Selected extract
----------

His steady stream of gigs dried up; there were no festivals to headline, and Ibiza was locked down for the summer. Like almost all DJs, even those with as successful a recording career as Sanchez, the majority of his cash flow comes through live dates, and in the early days of the pandemic, he dealt with his woes the way many of us did. “I ate a lot of Oreos,” he admits.
Those cookies weren’t just taking his mind off impending revenue loss — Sanchez was also going through the kind of withdrawal symptoms that pretty much any performing artist will be able to relate to. “At first, I thought it was just the general isolation of the pandemic that was the hardest part,” he says. “But after the first month of not playing out, I really felt that absence of connection with the crowd, of being in a booth, having the crowd react, and everything that goes with it.”
That feeling of loss even included the less desirable parts of the international touring DJ lifestyle. “As annoying as delayed flights and bad airplane food are, I even missed that,” he says.

----------

Dataset records
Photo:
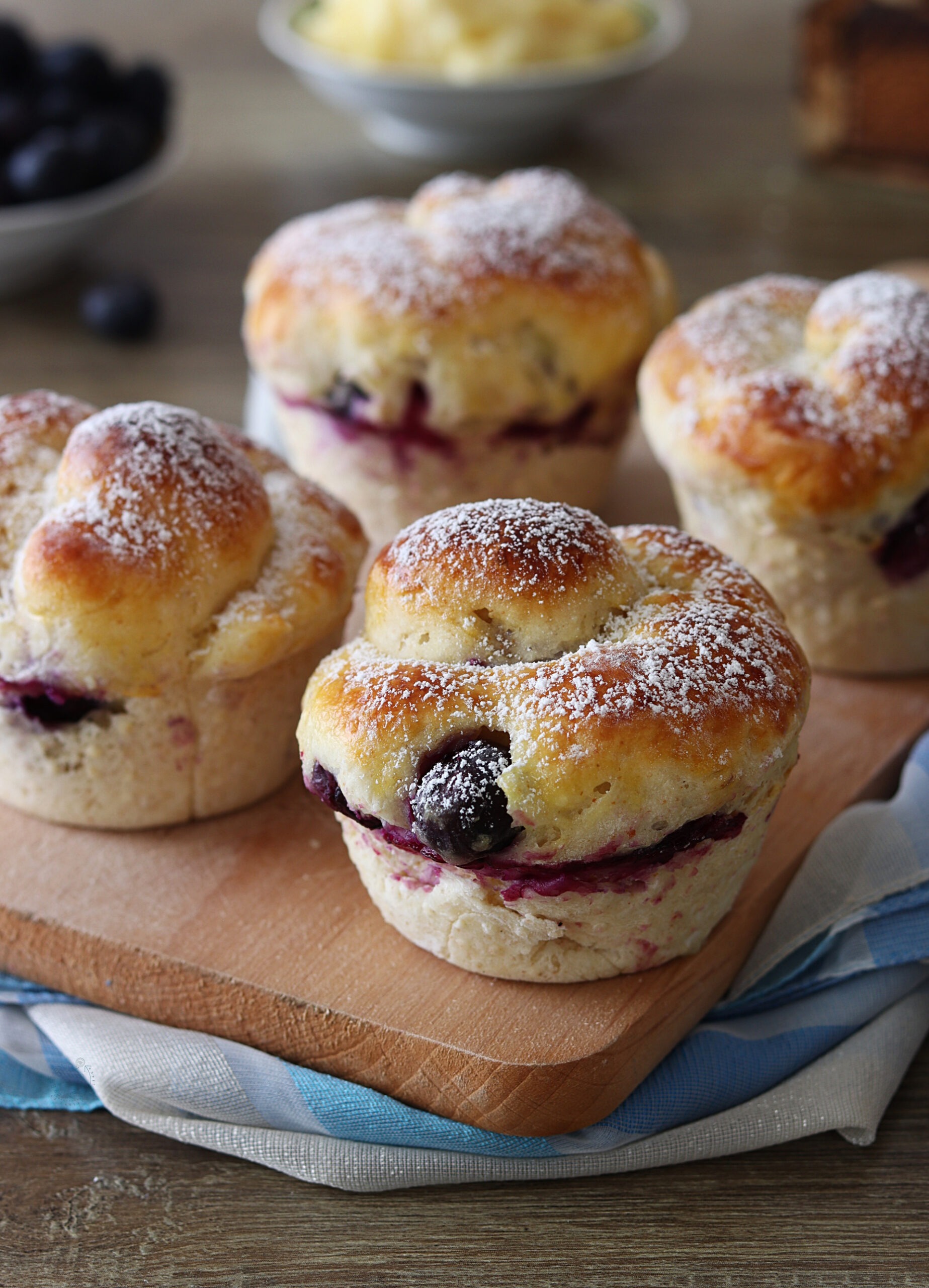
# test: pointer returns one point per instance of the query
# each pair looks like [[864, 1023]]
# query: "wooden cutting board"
[[256, 928]]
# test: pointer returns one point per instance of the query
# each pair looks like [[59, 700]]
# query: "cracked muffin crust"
[[793, 418], [165, 590], [478, 341], [557, 746]]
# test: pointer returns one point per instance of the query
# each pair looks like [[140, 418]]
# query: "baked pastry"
[[165, 590], [557, 748], [480, 341], [794, 422], [864, 84]]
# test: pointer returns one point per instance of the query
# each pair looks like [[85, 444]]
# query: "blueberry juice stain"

----------

Apply what you read
[1] From the passage about the DJ Sanchez during the pandemic, list the specific things he says he missed once he stopped playing out.
[2] In the passage about the DJ Sanchez, what food does he admit to eating a lot of in the early days of the pandemic?
[3] Continue the passage about the DJ Sanchez and his time off the road during the pandemic.

Results by task
[1]
- Connection with the crowd
- Being in a booth
- Having the crowd react
- Delayed flights
- Bad airplane food

[2] Oreos.

[3]
It’s safe to say that Sanchez hasn’t reached the upper echelons of the clubbing world by wallowing in sadness when the going gets tough, and he quickly began to strategize. “I go into a very strategic mode whenever I’m faced with challenges, and this was definitely going to be an interesting challenge,” he said. Part of that was dealing with simple matters like keeping food on the table and paying the bills, the same issues anyone who suffers a loss of income faces — but for someone in Sanchez’s position, it was a bit more complicated. “Deposits had to be returned to promoters, and so many things like that,” he says. “It was a lot.”
Sanchez was, however, suddenly wealthy in something he hadn’t had in ages: Free time.
“I’d been saying that I wish I had time to work on some music, to get me going on a new album,” he says. “And I’ve got some time now.” But first there was a backlog of nuts-and-bolts duties to deal with. Among other behind-the-scenes tasks, he restructured some of his publishing deals, he worked on the release schedule for his labels, and he strengthened his connection with his just-hired management.
“Most managers that I had dealt with, were just mainly interested in taking a commission on DJ gigs,” Sanchez says, in a lament familiar to pretty much any touring artist. “Now that no gigs were on offer, I wanted to find a manager that was actually creative and would sit down and really discuss the vision.”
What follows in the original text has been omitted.